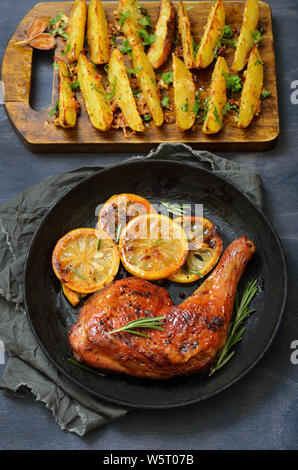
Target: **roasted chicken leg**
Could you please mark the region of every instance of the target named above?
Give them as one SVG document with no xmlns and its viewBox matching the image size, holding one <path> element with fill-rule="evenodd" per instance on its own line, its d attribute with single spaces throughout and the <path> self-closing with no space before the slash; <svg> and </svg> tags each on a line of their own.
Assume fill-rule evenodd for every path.
<svg viewBox="0 0 298 470">
<path fill-rule="evenodd" d="M 237 284 L 255 251 L 238 238 L 225 250 L 209 278 L 179 306 L 168 292 L 137 278 L 113 282 L 81 308 L 69 340 L 75 358 L 93 367 L 138 377 L 168 379 L 209 367 L 226 341 Z M 109 334 L 128 322 L 166 316 L 165 331 Z"/>
</svg>

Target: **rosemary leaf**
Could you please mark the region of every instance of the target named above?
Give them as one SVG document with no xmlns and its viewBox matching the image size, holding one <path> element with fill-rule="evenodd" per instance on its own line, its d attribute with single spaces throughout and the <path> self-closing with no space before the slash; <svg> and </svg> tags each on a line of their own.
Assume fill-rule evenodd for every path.
<svg viewBox="0 0 298 470">
<path fill-rule="evenodd" d="M 82 274 L 80 274 L 75 268 L 72 268 L 71 266 L 69 266 L 69 269 L 71 269 L 71 271 L 73 271 L 77 276 L 84 279 L 84 281 L 87 281 L 87 279 Z"/>
<path fill-rule="evenodd" d="M 145 338 L 150 339 L 150 336 L 147 336 L 145 333 L 136 331 L 135 329 L 148 328 L 151 330 L 165 331 L 165 329 L 163 328 L 163 320 L 165 318 L 166 317 L 138 318 L 137 320 L 130 321 L 129 323 L 122 326 L 121 328 L 118 328 L 117 330 L 110 331 L 108 334 L 113 335 L 115 333 L 127 332 L 133 335 L 144 336 Z"/>
<path fill-rule="evenodd" d="M 171 204 L 170 202 L 160 201 L 160 203 L 165 206 L 169 212 L 175 215 L 185 215 L 184 206 L 179 204 Z"/>
<path fill-rule="evenodd" d="M 67 362 L 72 364 L 73 366 L 79 367 L 80 369 L 87 370 L 88 372 L 93 372 L 93 374 L 100 375 L 101 377 L 105 377 L 106 374 L 101 374 L 100 372 L 97 372 L 94 369 L 90 369 L 90 367 L 84 366 L 84 364 L 81 364 L 80 362 L 75 361 L 74 359 L 67 359 Z"/>
<path fill-rule="evenodd" d="M 102 238 L 99 238 L 99 239 L 98 239 L 98 242 L 97 242 L 97 251 L 100 250 L 101 240 L 102 240 Z"/>
<path fill-rule="evenodd" d="M 209 376 L 221 369 L 233 357 L 235 351 L 231 351 L 231 348 L 242 340 L 243 334 L 246 330 L 245 327 L 242 327 L 241 329 L 239 329 L 239 327 L 249 315 L 255 312 L 255 309 L 249 310 L 248 307 L 255 297 L 257 290 L 257 279 L 251 279 L 244 287 L 241 301 L 239 301 L 238 294 L 236 294 L 235 318 L 230 324 L 226 343 L 218 353 L 217 362 L 210 368 Z"/>
</svg>

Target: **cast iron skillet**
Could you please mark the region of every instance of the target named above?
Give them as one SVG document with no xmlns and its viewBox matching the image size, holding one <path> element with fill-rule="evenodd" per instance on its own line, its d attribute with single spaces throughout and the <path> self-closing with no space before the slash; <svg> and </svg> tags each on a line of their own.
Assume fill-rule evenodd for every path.
<svg viewBox="0 0 298 470">
<path fill-rule="evenodd" d="M 78 227 L 95 227 L 95 211 L 116 193 L 136 193 L 153 203 L 201 203 L 204 216 L 222 236 L 224 247 L 242 234 L 256 244 L 256 253 L 240 283 L 259 280 L 253 302 L 257 309 L 247 322 L 244 339 L 232 360 L 213 376 L 197 373 L 168 381 L 138 379 L 128 375 L 105 377 L 81 370 L 72 357 L 67 334 L 79 309 L 65 300 L 51 266 L 57 240 Z M 119 277 L 126 276 L 124 270 Z M 172 161 L 137 161 L 102 170 L 82 180 L 48 211 L 37 230 L 25 266 L 25 306 L 29 322 L 42 349 L 69 379 L 99 398 L 138 408 L 168 408 L 209 398 L 243 377 L 263 356 L 279 326 L 285 305 L 287 275 L 279 239 L 263 213 L 236 187 L 211 172 Z M 190 295 L 198 283 L 164 282 L 175 303 L 179 294 Z"/>
</svg>

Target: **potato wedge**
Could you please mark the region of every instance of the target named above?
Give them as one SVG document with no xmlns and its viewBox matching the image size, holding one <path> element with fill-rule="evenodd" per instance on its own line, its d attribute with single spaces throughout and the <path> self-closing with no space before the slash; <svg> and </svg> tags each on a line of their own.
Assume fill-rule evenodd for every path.
<svg viewBox="0 0 298 470">
<path fill-rule="evenodd" d="M 132 63 L 133 68 L 138 70 L 136 75 L 138 83 L 145 97 L 154 124 L 159 127 L 163 124 L 164 115 L 157 89 L 155 73 L 144 52 L 142 44 L 132 46 Z"/>
<path fill-rule="evenodd" d="M 143 132 L 143 122 L 131 91 L 123 56 L 118 49 L 114 49 L 111 54 L 108 77 L 115 93 L 114 100 L 123 112 L 127 124 L 134 131 Z"/>
<path fill-rule="evenodd" d="M 113 121 L 113 111 L 106 98 L 106 91 L 101 83 L 101 77 L 83 53 L 79 57 L 77 69 L 78 80 L 90 121 L 96 129 L 107 131 Z"/>
<path fill-rule="evenodd" d="M 259 2 L 258 0 L 247 0 L 245 4 L 243 22 L 240 35 L 237 41 L 232 71 L 240 72 L 247 64 L 248 57 L 253 45 L 251 32 L 255 31 L 259 22 Z"/>
<path fill-rule="evenodd" d="M 229 68 L 223 57 L 218 57 L 211 80 L 208 111 L 203 124 L 204 134 L 216 134 L 223 127 L 223 107 L 227 102 L 227 86 L 225 75 Z"/>
<path fill-rule="evenodd" d="M 263 88 L 263 62 L 257 45 L 249 56 L 245 82 L 241 93 L 238 127 L 249 126 L 253 117 L 260 111 Z"/>
<path fill-rule="evenodd" d="M 85 26 L 87 19 L 86 0 L 75 0 L 67 26 L 68 40 L 65 45 L 65 55 L 71 62 L 79 59 L 85 42 Z"/>
<path fill-rule="evenodd" d="M 214 48 L 225 25 L 225 9 L 222 0 L 217 0 L 211 7 L 200 46 L 195 57 L 195 67 L 204 69 L 214 60 Z"/>
<path fill-rule="evenodd" d="M 190 129 L 196 120 L 194 113 L 196 87 L 192 73 L 182 60 L 173 54 L 173 86 L 176 124 L 182 131 Z"/>
<path fill-rule="evenodd" d="M 119 0 L 119 26 L 130 45 L 142 44 L 138 35 L 141 13 L 137 0 Z"/>
<path fill-rule="evenodd" d="M 90 0 L 87 38 L 91 61 L 94 64 L 106 64 L 109 62 L 110 41 L 108 23 L 101 0 Z"/>
<path fill-rule="evenodd" d="M 161 0 L 155 28 L 156 40 L 147 52 L 154 69 L 165 63 L 171 52 L 175 29 L 175 8 L 171 0 Z"/>
<path fill-rule="evenodd" d="M 74 92 L 70 86 L 70 75 L 66 63 L 58 60 L 59 80 L 59 126 L 75 127 L 77 121 L 78 102 L 74 98 Z"/>
<path fill-rule="evenodd" d="M 194 67 L 193 37 L 183 0 L 179 1 L 178 6 L 178 31 L 181 37 L 185 66 L 188 69 L 192 69 Z"/>
</svg>

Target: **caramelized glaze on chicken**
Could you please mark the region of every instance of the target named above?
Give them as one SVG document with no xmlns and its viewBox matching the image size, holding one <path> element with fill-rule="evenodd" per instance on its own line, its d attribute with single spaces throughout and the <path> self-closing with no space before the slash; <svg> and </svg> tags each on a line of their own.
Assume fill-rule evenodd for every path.
<svg viewBox="0 0 298 470">
<path fill-rule="evenodd" d="M 179 306 L 148 281 L 126 278 L 93 294 L 81 308 L 69 340 L 75 358 L 93 367 L 138 377 L 168 379 L 208 368 L 226 341 L 237 284 L 255 251 L 238 238 L 208 279 Z M 109 334 L 128 322 L 166 316 L 165 331 Z"/>
</svg>

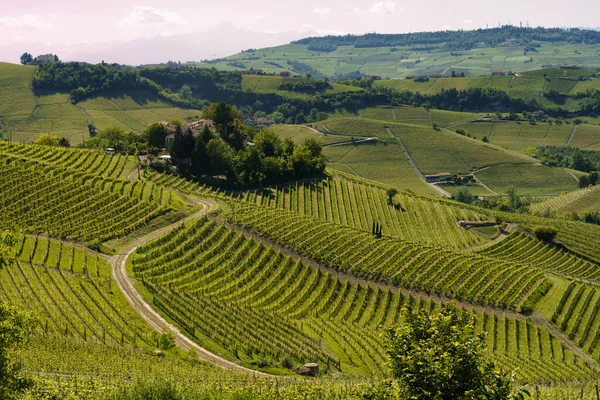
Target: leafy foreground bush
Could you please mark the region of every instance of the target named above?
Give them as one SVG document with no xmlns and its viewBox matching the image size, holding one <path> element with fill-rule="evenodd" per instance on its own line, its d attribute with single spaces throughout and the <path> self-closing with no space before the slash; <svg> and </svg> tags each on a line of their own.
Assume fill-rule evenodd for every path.
<svg viewBox="0 0 600 400">
<path fill-rule="evenodd" d="M 404 310 L 406 321 L 388 331 L 394 382 L 374 385 L 365 399 L 523 399 L 511 394 L 510 376 L 483 356 L 485 334 L 453 304 L 439 312 Z"/>
</svg>

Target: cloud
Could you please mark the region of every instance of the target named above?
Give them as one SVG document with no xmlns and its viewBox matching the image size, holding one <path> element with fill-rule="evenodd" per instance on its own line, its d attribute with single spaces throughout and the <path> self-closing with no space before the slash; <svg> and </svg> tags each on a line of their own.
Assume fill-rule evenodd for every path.
<svg viewBox="0 0 600 400">
<path fill-rule="evenodd" d="M 265 17 L 264 15 L 253 15 L 252 19 L 256 20 L 256 21 L 262 21 L 267 19 L 267 17 Z"/>
<path fill-rule="evenodd" d="M 392 14 L 396 12 L 396 3 L 391 0 L 382 0 L 374 3 L 369 11 L 373 14 Z"/>
<path fill-rule="evenodd" d="M 354 9 L 352 9 L 352 11 L 350 11 L 348 14 L 352 14 L 352 15 L 363 15 L 365 13 L 365 11 L 360 8 L 360 7 L 354 7 Z"/>
<path fill-rule="evenodd" d="M 121 21 L 121 25 L 141 24 L 185 24 L 185 20 L 172 11 L 138 5 Z"/>
<path fill-rule="evenodd" d="M 315 7 L 315 8 L 313 8 L 313 12 L 315 14 L 321 14 L 321 15 L 325 15 L 325 14 L 329 13 L 329 10 L 331 10 L 331 8 L 329 8 L 329 7 Z"/>
<path fill-rule="evenodd" d="M 464 22 L 465 24 L 472 24 L 472 23 L 473 23 L 473 20 L 472 20 L 472 19 L 465 19 L 463 22 Z"/>
<path fill-rule="evenodd" d="M 444 31 L 452 30 L 452 28 L 453 28 L 452 25 L 442 25 L 442 30 L 444 30 Z"/>
<path fill-rule="evenodd" d="M 26 14 L 20 17 L 0 17 L 0 27 L 48 30 L 54 28 L 54 24 L 44 21 L 38 15 Z"/>
</svg>

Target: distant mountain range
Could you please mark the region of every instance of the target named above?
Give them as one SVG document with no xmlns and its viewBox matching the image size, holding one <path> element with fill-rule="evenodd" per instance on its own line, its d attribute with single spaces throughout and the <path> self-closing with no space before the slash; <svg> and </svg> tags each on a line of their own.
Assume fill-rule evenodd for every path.
<svg viewBox="0 0 600 400">
<path fill-rule="evenodd" d="M 47 46 L 43 43 L 0 45 L 0 61 L 17 63 L 24 52 L 57 54 L 64 61 L 120 64 L 155 64 L 172 61 L 200 61 L 225 57 L 248 48 L 273 47 L 316 36 L 316 32 L 255 32 L 224 22 L 205 31 L 186 35 L 155 36 L 129 42 L 73 43 Z"/>
</svg>

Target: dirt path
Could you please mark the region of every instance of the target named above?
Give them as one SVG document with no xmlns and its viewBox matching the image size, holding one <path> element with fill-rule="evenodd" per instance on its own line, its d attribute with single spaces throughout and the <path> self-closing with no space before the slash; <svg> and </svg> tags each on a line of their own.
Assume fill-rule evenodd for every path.
<svg viewBox="0 0 600 400">
<path fill-rule="evenodd" d="M 127 301 L 129 301 L 131 306 L 134 308 L 134 310 L 153 329 L 155 329 L 159 332 L 167 331 L 167 332 L 173 333 L 173 335 L 175 335 L 175 343 L 177 343 L 177 345 L 179 347 L 181 347 L 183 350 L 185 350 L 185 351 L 193 350 L 198 355 L 198 358 L 200 358 L 201 360 L 216 364 L 225 369 L 233 369 L 233 370 L 238 370 L 238 371 L 243 371 L 243 372 L 250 372 L 253 374 L 257 374 L 257 375 L 268 376 L 267 374 L 264 374 L 262 372 L 258 372 L 258 371 L 251 370 L 249 368 L 242 367 L 241 365 L 238 365 L 234 362 L 231 362 L 222 357 L 219 357 L 216 354 L 211 353 L 210 351 L 206 350 L 203 347 L 200 347 L 198 344 L 193 342 L 191 339 L 189 339 L 187 336 L 185 336 L 183 333 L 181 333 L 181 331 L 179 329 L 177 329 L 177 327 L 175 327 L 171 323 L 167 322 L 156 311 L 154 311 L 148 303 L 146 303 L 146 301 L 142 298 L 140 293 L 135 288 L 132 279 L 127 275 L 127 271 L 126 271 L 127 259 L 129 258 L 129 256 L 131 256 L 131 254 L 133 254 L 133 252 L 135 252 L 135 250 L 138 247 L 143 246 L 144 244 L 150 242 L 151 240 L 154 240 L 154 239 L 164 235 L 165 233 L 171 231 L 175 227 L 181 225 L 183 222 L 207 215 L 212 210 L 211 203 L 209 203 L 207 201 L 203 201 L 203 200 L 198 200 L 197 202 L 204 206 L 204 208 L 201 211 L 199 211 L 196 214 L 191 215 L 179 222 L 176 222 L 172 225 L 169 225 L 167 227 L 164 227 L 162 229 L 154 231 L 154 232 L 136 240 L 134 243 L 130 244 L 129 246 L 127 246 L 126 248 L 121 250 L 119 252 L 119 254 L 117 254 L 113 257 L 110 257 L 109 261 L 112 266 L 113 279 L 119 286 L 119 289 L 121 290 L 121 292 L 123 293 L 123 295 L 125 296 Z"/>
<path fill-rule="evenodd" d="M 390 137 L 392 139 L 395 139 L 396 142 L 400 145 L 400 148 L 402 148 L 402 152 L 404 153 L 404 157 L 406 157 L 406 160 L 408 161 L 408 164 L 415 171 L 415 174 L 417 174 L 417 176 L 419 178 L 421 178 L 421 180 L 423 180 L 427 185 L 429 185 L 435 191 L 437 191 L 438 193 L 440 193 L 442 196 L 447 197 L 447 198 L 452 197 L 452 195 L 450 193 L 448 193 L 447 191 L 445 191 L 441 187 L 425 181 L 425 176 L 421 173 L 421 171 L 419 170 L 419 167 L 417 167 L 417 164 L 415 164 L 414 160 L 410 156 L 408 150 L 406 149 L 406 146 L 404 146 L 404 143 L 402 142 L 402 139 L 400 139 L 398 136 L 394 135 L 394 132 L 392 132 L 392 130 L 389 127 L 386 126 L 385 130 L 388 133 L 388 135 L 390 135 Z"/>
<path fill-rule="evenodd" d="M 479 172 L 479 171 L 478 171 L 478 172 Z M 490 192 L 490 193 L 493 193 L 493 194 L 495 194 L 496 196 L 498 196 L 498 193 L 497 193 L 497 192 L 495 192 L 495 191 L 493 191 L 492 189 L 490 189 L 490 188 L 489 188 L 489 186 L 488 186 L 488 185 L 486 185 L 485 183 L 483 183 L 483 182 L 481 181 L 481 179 L 479 179 L 479 178 L 477 177 L 477 175 L 475 175 L 475 173 L 472 173 L 471 175 L 473 176 L 473 178 L 475 178 L 475 182 L 477 182 L 477 183 L 478 183 L 478 184 L 480 184 L 482 187 L 484 187 L 484 188 L 485 188 L 485 189 L 486 189 L 488 192 Z"/>
<path fill-rule="evenodd" d="M 86 112 L 86 111 L 83 109 L 83 107 L 81 107 L 81 106 L 78 106 L 78 105 L 75 105 L 75 107 L 79 108 L 79 111 L 81 111 L 81 112 L 83 113 L 83 115 L 85 115 L 85 116 L 87 117 L 87 119 L 88 119 L 88 125 L 91 125 L 91 124 L 92 124 L 92 116 L 91 116 L 90 114 L 88 114 L 88 113 L 87 113 L 87 112 Z"/>
<path fill-rule="evenodd" d="M 239 225 L 235 225 L 227 220 L 224 220 L 223 218 L 211 218 L 211 219 L 223 224 L 227 228 L 233 229 L 238 233 L 244 234 L 244 236 L 246 236 L 247 238 L 254 239 L 258 243 L 262 243 L 263 245 L 270 246 L 273 249 L 281 252 L 281 254 L 283 254 L 285 256 L 291 257 L 294 260 L 299 260 L 300 262 L 302 262 L 305 265 L 308 265 L 312 268 L 321 270 L 321 272 L 328 273 L 331 275 L 332 278 L 348 280 L 351 283 L 359 284 L 363 287 L 381 288 L 382 290 L 391 290 L 393 293 L 400 292 L 400 293 L 402 293 L 403 296 L 407 296 L 407 297 L 408 296 L 412 296 L 413 298 L 420 297 L 425 300 L 431 299 L 433 302 L 437 302 L 437 303 L 439 303 L 440 301 L 444 302 L 444 303 L 450 303 L 451 301 L 454 301 L 456 303 L 457 307 L 462 307 L 466 310 L 473 310 L 477 313 L 482 313 L 482 312 L 486 311 L 487 313 L 504 314 L 509 317 L 518 318 L 521 320 L 524 320 L 527 318 L 523 314 L 519 314 L 516 311 L 506 310 L 506 309 L 500 308 L 500 307 L 484 306 L 484 305 L 480 305 L 480 304 L 470 303 L 467 301 L 459 301 L 456 299 L 451 299 L 446 296 L 429 294 L 429 293 L 421 292 L 419 290 L 414 290 L 414 289 L 409 290 L 406 288 L 389 285 L 389 284 L 383 283 L 383 282 L 375 282 L 375 281 L 370 281 L 367 279 L 359 278 L 359 277 L 356 277 L 355 275 L 348 274 L 345 272 L 340 272 L 336 269 L 327 267 L 311 257 L 306 257 L 293 249 L 282 246 L 281 244 L 279 244 L 278 242 L 276 242 L 274 240 L 259 236 L 256 233 L 249 231 Z"/>
<path fill-rule="evenodd" d="M 567 142 L 565 143 L 565 146 L 568 146 L 571 143 L 571 140 L 573 139 L 573 136 L 575 135 L 576 130 L 577 130 L 577 124 L 574 124 L 573 128 L 571 128 L 571 133 L 569 133 L 569 137 L 567 138 Z"/>
<path fill-rule="evenodd" d="M 394 107 L 392 107 L 392 121 L 396 120 L 396 110 L 394 110 Z"/>
</svg>

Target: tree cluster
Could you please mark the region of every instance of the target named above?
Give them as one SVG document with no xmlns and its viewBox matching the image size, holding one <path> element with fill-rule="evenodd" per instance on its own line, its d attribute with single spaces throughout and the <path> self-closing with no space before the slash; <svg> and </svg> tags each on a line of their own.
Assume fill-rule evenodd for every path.
<svg viewBox="0 0 600 400">
<path fill-rule="evenodd" d="M 331 89 L 331 84 L 327 79 L 290 78 L 284 79 L 279 84 L 279 89 L 290 92 L 315 93 Z"/>
<path fill-rule="evenodd" d="M 584 29 L 561 28 L 520 28 L 503 26 L 492 29 L 471 31 L 438 31 L 406 34 L 308 37 L 297 40 L 295 44 L 305 44 L 311 49 L 324 48 L 333 51 L 338 46 L 354 46 L 356 48 L 393 47 L 393 46 L 431 46 L 444 45 L 450 50 L 470 50 L 477 46 L 494 47 L 510 41 L 513 46 L 531 47 L 532 42 L 577 42 L 586 44 L 600 43 L 600 32 Z"/>
<path fill-rule="evenodd" d="M 534 157 L 551 167 L 571 168 L 582 172 L 600 170 L 600 151 L 581 150 L 577 147 L 542 146 Z"/>
<path fill-rule="evenodd" d="M 208 126 L 197 136 L 179 126 L 175 132 L 171 159 L 182 174 L 218 178 L 228 186 L 262 186 L 316 176 L 325 169 L 323 146 L 314 139 L 296 145 L 271 131 L 252 129 L 226 103 L 213 103 L 203 116 L 214 122 L 216 132 Z"/>
</svg>

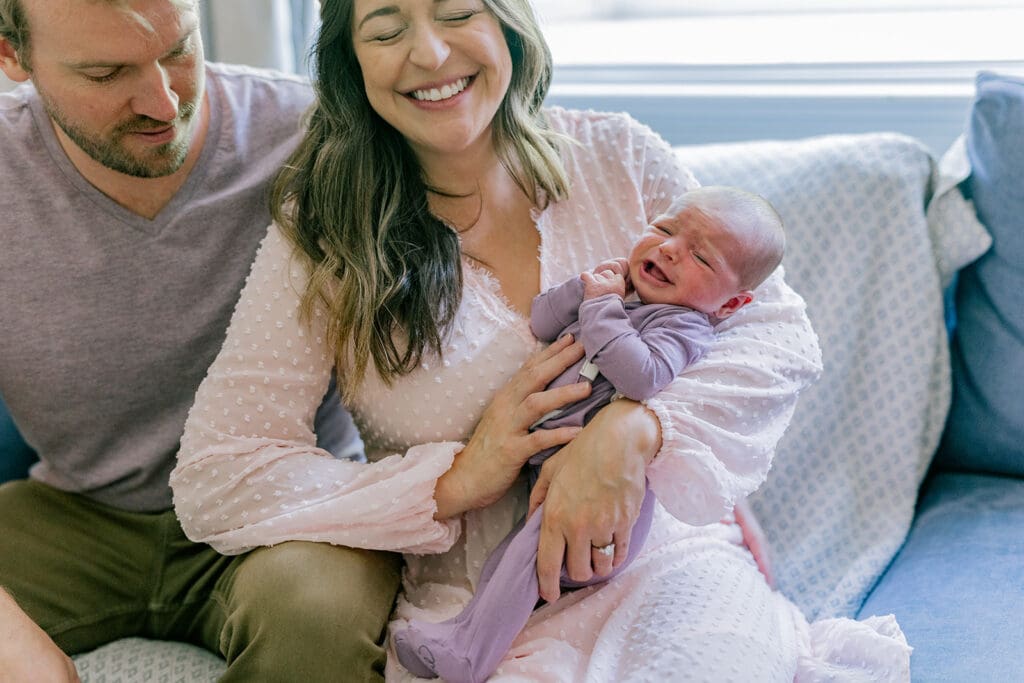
:::::
* EXERCISE DIRECTIONS *
Once you find the line containing "Target: tree cluster", retype it and every line after it through the last line of the records above, exactly. Add nothing else, and leave out the pictures.

* EXERCISE RESPONSE *
Target: tree cluster
Could you please mark the region of every instance of the target named above?
Give them as one SVG document with no xmlns and its viewBox matching the image size, holding one <path> element with fill-rule="evenodd" per instance on its own line, its d attribute with single spaces throughout and the <path> self-closing with no space before the slash; <svg> and </svg> tags each on a line of their own.
Assume fill-rule evenodd for every path.
<svg viewBox="0 0 600 400">
<path fill-rule="evenodd" d="M 331 89 L 331 84 L 327 79 L 290 78 L 284 79 L 279 84 L 279 89 L 290 92 L 315 93 Z"/>
<path fill-rule="evenodd" d="M 584 29 L 561 28 L 520 28 L 503 26 L 492 29 L 471 31 L 438 31 L 406 34 L 308 37 L 297 40 L 295 44 L 305 44 L 311 49 L 324 48 L 333 51 L 338 46 L 354 46 L 356 48 L 393 47 L 393 46 L 431 46 L 444 45 L 450 50 L 470 50 L 477 46 L 494 47 L 510 41 L 513 46 L 531 47 L 532 42 L 577 42 L 586 44 L 600 43 L 600 32 Z"/>
<path fill-rule="evenodd" d="M 534 157 L 551 167 L 571 168 L 582 172 L 600 170 L 600 151 L 581 150 L 577 147 L 542 146 Z"/>
<path fill-rule="evenodd" d="M 208 126 L 197 136 L 179 126 L 175 132 L 171 159 L 182 174 L 218 178 L 228 186 L 262 186 L 316 176 L 325 169 L 323 146 L 314 139 L 296 145 L 271 131 L 252 129 L 226 103 L 213 103 L 203 116 L 214 122 L 216 132 Z"/>
</svg>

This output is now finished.